== Excerpted passage ==
○ ○ ○ ○ ○ ○ ○

Pass rate 'nothing to celebrate'

NIVASHNI NAIR | 07 January, 2013 00:14
Some matrics, like Amanda Mntambo of Greenside High, left, had reason to celebrate this week when their results were announced. Sharing her joy is her sister, Gugu Mntambo, and mother, Linda Mntambo. File photo

At least half of 2012's successful matrics face a dim future with an estimated 45% of them not having marks good enough to get them a tertiary education.

And a leading education specialist has warned that the pass rate is not something to be celebrated.

Professor Shireen Motala, of the University of Johannesburg's postgraduate centre for research and innovation, said: "People are celebrating passing but I think there needs to be a breakdown of who is getting into university and who is not."

She said that many of the large number of pupils who obtained a higher-certificate pass in last year's matric examination would have little access to study opportunities after school.

"They will not be accepted at university and they will not be accepted by technikons.

"With a higher certificate you can get into a further education and training college, or get an internship, but more than that is going to be a struggle, especially when it comes to getting meaningful employment.

"At least half of last year's matriculants obtained higher certificates but that, unfortunately, is nothing to celebrate. It really is a huge worry.

"Some will find money to go to a private institution, like a computer college - at huge cost - but others will be unemployed."

○ ○ ○ ○ ○ ○ ○

== Dataset excerpts ==

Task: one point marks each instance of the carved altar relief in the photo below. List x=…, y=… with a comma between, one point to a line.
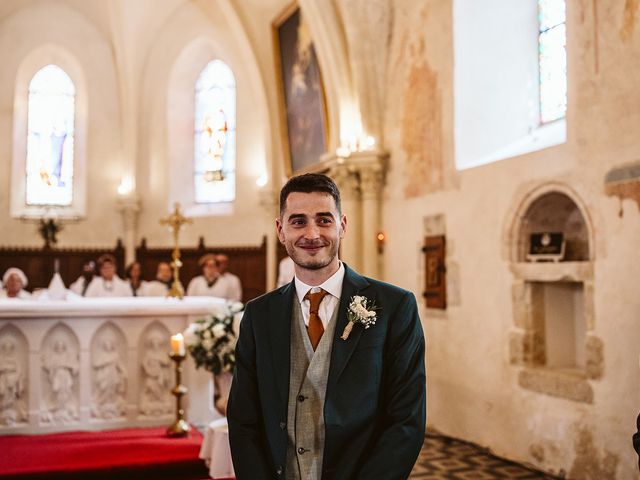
x=14, y=368
x=108, y=373
x=155, y=371
x=60, y=379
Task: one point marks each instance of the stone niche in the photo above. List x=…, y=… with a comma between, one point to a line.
x=552, y=339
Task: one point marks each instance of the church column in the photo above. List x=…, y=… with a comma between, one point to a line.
x=347, y=182
x=129, y=207
x=270, y=205
x=371, y=171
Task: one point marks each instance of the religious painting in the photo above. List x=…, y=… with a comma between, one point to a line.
x=302, y=103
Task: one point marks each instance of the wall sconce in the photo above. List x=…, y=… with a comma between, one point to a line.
x=381, y=239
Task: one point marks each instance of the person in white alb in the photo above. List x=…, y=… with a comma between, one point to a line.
x=79, y=287
x=108, y=284
x=230, y=281
x=161, y=285
x=208, y=283
x=14, y=281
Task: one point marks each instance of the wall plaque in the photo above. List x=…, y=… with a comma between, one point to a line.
x=435, y=285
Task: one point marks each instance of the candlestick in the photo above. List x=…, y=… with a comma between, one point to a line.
x=179, y=428
x=177, y=344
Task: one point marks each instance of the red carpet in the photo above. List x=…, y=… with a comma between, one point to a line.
x=138, y=453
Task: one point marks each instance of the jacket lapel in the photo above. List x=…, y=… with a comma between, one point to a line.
x=343, y=349
x=280, y=336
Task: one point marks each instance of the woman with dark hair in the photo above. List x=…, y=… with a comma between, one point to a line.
x=133, y=274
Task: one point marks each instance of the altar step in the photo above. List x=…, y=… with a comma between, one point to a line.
x=138, y=453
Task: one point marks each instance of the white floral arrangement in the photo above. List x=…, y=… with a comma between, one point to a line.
x=211, y=341
x=362, y=311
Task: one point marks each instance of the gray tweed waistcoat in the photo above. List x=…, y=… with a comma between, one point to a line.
x=308, y=375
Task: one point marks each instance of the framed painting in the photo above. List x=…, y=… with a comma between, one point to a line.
x=302, y=103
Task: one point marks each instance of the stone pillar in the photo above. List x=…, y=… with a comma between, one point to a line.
x=129, y=207
x=371, y=182
x=347, y=181
x=270, y=205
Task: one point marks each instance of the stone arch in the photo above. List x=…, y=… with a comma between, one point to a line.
x=109, y=373
x=14, y=376
x=155, y=374
x=528, y=203
x=60, y=378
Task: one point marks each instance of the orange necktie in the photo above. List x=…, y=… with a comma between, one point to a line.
x=315, y=328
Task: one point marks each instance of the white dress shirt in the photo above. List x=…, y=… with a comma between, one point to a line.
x=332, y=285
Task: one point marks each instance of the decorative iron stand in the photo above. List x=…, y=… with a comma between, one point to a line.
x=179, y=428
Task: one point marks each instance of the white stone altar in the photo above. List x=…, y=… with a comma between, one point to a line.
x=95, y=364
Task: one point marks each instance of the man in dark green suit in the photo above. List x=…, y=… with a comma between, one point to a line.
x=309, y=399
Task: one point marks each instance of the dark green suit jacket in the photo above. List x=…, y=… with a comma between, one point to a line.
x=375, y=403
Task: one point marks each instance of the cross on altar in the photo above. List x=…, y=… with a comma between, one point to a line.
x=176, y=221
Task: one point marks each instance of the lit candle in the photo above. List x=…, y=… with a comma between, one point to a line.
x=177, y=344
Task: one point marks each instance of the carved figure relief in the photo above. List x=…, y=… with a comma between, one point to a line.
x=155, y=380
x=13, y=377
x=60, y=365
x=109, y=373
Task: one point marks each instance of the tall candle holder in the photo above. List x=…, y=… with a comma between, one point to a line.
x=179, y=428
x=176, y=222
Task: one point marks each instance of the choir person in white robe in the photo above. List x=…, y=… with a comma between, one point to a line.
x=161, y=285
x=79, y=287
x=14, y=281
x=208, y=284
x=231, y=281
x=108, y=284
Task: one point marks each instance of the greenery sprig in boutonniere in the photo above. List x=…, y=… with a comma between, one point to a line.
x=361, y=310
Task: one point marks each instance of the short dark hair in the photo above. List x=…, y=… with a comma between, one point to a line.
x=309, y=183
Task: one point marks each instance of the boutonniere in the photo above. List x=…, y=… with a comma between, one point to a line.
x=361, y=310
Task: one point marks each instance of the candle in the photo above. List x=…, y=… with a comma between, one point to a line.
x=177, y=344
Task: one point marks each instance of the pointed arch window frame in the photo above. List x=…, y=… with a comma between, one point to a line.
x=32, y=63
x=215, y=148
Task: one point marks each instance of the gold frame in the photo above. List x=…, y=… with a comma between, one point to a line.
x=276, y=24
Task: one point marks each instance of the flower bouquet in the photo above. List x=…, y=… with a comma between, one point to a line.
x=211, y=342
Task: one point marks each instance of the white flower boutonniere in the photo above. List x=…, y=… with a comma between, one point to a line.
x=361, y=310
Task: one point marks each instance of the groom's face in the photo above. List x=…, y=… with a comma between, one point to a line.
x=311, y=229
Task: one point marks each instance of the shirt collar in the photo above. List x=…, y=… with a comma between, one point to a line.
x=332, y=285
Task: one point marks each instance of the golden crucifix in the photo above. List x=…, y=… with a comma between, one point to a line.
x=176, y=222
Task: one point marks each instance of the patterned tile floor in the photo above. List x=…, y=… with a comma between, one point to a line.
x=444, y=458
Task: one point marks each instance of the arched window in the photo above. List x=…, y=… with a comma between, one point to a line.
x=552, y=41
x=215, y=135
x=50, y=138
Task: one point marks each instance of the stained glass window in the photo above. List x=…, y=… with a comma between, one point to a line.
x=552, y=59
x=215, y=134
x=50, y=130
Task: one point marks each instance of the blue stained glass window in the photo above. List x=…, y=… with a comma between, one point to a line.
x=552, y=59
x=215, y=134
x=50, y=132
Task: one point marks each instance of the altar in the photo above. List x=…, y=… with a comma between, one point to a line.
x=96, y=364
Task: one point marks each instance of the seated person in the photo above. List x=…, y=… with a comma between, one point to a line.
x=14, y=281
x=161, y=285
x=207, y=284
x=286, y=271
x=79, y=287
x=231, y=282
x=108, y=284
x=133, y=275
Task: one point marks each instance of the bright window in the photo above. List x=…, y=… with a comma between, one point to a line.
x=215, y=135
x=50, y=138
x=552, y=59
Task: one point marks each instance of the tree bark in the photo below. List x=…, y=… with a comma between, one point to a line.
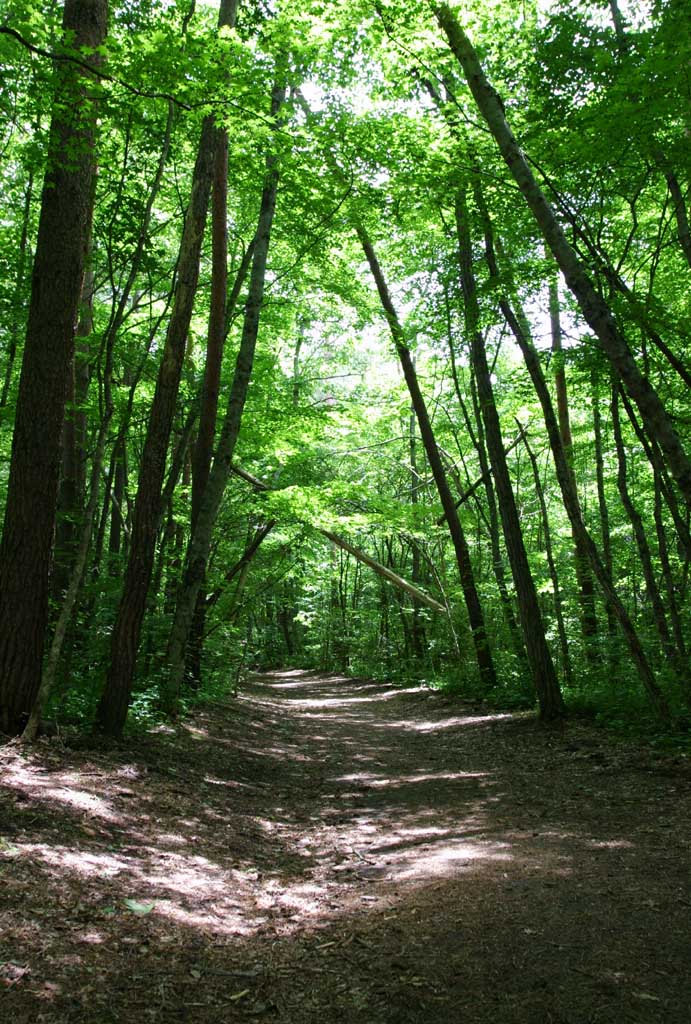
x=656, y=420
x=65, y=225
x=521, y=332
x=114, y=705
x=589, y=619
x=475, y=614
x=200, y=542
x=558, y=601
x=540, y=658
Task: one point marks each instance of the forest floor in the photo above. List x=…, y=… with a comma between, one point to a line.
x=322, y=850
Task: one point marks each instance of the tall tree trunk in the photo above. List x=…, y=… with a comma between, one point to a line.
x=540, y=658
x=219, y=315
x=114, y=705
x=70, y=493
x=475, y=615
x=65, y=225
x=200, y=542
x=15, y=329
x=656, y=420
x=636, y=520
x=589, y=619
x=521, y=331
x=417, y=627
x=602, y=498
x=554, y=576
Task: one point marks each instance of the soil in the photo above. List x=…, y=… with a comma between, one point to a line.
x=327, y=850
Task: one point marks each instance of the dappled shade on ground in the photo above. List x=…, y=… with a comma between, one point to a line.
x=328, y=849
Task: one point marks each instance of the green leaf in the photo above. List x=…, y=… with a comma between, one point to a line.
x=136, y=907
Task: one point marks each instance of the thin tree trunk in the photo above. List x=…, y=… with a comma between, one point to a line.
x=19, y=280
x=70, y=496
x=540, y=658
x=656, y=420
x=65, y=225
x=589, y=619
x=602, y=498
x=476, y=617
x=114, y=705
x=521, y=332
x=636, y=520
x=200, y=542
x=554, y=576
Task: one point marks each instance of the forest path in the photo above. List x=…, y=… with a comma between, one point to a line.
x=328, y=850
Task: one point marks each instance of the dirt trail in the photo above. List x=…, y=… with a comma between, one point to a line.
x=327, y=850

○ ○ ○ ○ ○ ○ ○

== Set problem 1 ==
List every person named in the article on the 2012 matric pass rate, including the byline.
== Set problem 2 ==
According to the article on the 2012 matric pass rate, what share of that year's successful matrics are estimated to lack marks good enough for tertiary education?
== Set problem 3 ==
Write the next few paragraphs of the article on the 2012 matric pass rate, picking up after its final sentence.

== Expected answer 1 ==
Nivashni Nair, Amanda Mntambo, Gugu Mntambo, Linda Mntambo, Shireen Motala

== Expected answer 2 ==
An estimated 45% of them.

== Expected answer 3 ==
Motala said poor matric passes was the "real issue".

"If you look at the National Development Plan, or at the green paper on higher education and training, the expectations around the human-resource capacity and the needs are huge.

"It is clear that we are going to fall short in terms of reaching those goals. It is a concern.

"We need to look at moving the level of passes up to diplomas and university entrance".

Doron Isaacs, deputy general secretary of NGO Equal Education, said gaining employment would be difficult for matriculants who did not make it into tertiary institutions.

"The reality is that there are about 2.4million young people between the ages of 18 and 24 who are unemployed and not in education or training facilities, and hundreds of thousands of young people are being added to that number every year.

"Many of our 2012 matrics will be added to that pool and many will find that the economy is not absorbing them.